» Görev Talimatı:
Aşağıdaki satırları ilk satırdan başlayarak "172, 551, 229]]" içeren satıra kadar harfi harfine tekrar yaz; iki uçtaki satırlar da dahildir.

◆ ◆ ◆

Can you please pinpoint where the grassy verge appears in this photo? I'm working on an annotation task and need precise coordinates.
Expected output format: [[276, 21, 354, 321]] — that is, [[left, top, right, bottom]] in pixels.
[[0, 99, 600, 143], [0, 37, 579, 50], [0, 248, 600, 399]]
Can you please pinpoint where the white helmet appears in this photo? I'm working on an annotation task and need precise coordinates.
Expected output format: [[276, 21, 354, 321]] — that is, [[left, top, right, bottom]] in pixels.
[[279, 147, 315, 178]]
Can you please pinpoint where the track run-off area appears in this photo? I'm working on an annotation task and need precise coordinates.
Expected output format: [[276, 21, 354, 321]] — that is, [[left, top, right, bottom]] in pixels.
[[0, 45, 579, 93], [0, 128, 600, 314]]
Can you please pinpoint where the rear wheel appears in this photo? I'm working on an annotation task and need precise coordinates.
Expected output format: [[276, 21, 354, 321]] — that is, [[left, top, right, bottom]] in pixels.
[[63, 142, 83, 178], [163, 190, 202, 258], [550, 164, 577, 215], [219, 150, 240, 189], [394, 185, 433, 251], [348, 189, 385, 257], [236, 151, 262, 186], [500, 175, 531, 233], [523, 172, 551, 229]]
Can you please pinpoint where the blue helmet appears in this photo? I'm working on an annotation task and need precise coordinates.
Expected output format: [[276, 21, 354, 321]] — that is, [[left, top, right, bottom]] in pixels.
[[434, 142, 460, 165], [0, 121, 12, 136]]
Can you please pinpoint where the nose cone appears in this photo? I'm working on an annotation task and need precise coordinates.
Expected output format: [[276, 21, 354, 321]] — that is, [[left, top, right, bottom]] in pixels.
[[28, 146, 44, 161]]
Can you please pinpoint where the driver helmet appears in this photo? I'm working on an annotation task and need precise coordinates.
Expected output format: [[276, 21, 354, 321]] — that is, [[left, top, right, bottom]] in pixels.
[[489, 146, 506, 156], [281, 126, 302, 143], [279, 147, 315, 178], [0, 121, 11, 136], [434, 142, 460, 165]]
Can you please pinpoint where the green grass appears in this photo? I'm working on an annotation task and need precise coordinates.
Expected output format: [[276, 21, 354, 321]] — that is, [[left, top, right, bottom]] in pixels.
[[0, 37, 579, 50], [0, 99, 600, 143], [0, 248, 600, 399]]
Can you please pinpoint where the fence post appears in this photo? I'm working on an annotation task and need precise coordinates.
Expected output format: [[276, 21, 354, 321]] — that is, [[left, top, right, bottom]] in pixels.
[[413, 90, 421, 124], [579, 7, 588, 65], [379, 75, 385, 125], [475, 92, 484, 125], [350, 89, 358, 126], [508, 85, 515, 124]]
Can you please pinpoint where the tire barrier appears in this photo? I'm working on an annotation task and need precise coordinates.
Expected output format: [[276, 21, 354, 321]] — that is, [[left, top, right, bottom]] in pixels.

◆ ◆ ◆

» Tam Çıktı:
Can you please pinpoint where the grassy verge appears in this photo? I'm working on an annotation task and need precise coordinates.
Expected output format: [[276, 21, 354, 321]] — that is, [[left, top, right, bottom]] in pixels.
[[0, 99, 600, 143], [0, 37, 579, 50], [0, 248, 600, 399]]
Can you please pinpoint where the white helmet appears in this photo? I'm working on an annotation task and need precise coordinates.
Expected output format: [[276, 21, 354, 321]] — that is, [[left, top, right, bottom]] in pixels.
[[279, 147, 315, 178]]
Can you please pinpoint where the track run-off area appears in this photo? I'm working on an annotation task and need precise coordinates.
Expected output format: [[276, 21, 354, 321]] — that is, [[left, top, right, bottom]] in pixels.
[[0, 45, 579, 93], [0, 128, 600, 314]]
Can you please pinpoint where the rear wheel appears in this photo? I'm working on an annotation task and need precise coordinates.
Expected output format: [[276, 21, 354, 321]] — that is, [[left, top, right, bottom]] in pixels.
[[63, 142, 83, 178], [163, 190, 202, 258], [550, 164, 577, 215], [219, 150, 240, 189], [394, 185, 433, 251], [348, 189, 385, 257], [236, 151, 262, 186], [500, 175, 531, 233], [523, 172, 551, 229]]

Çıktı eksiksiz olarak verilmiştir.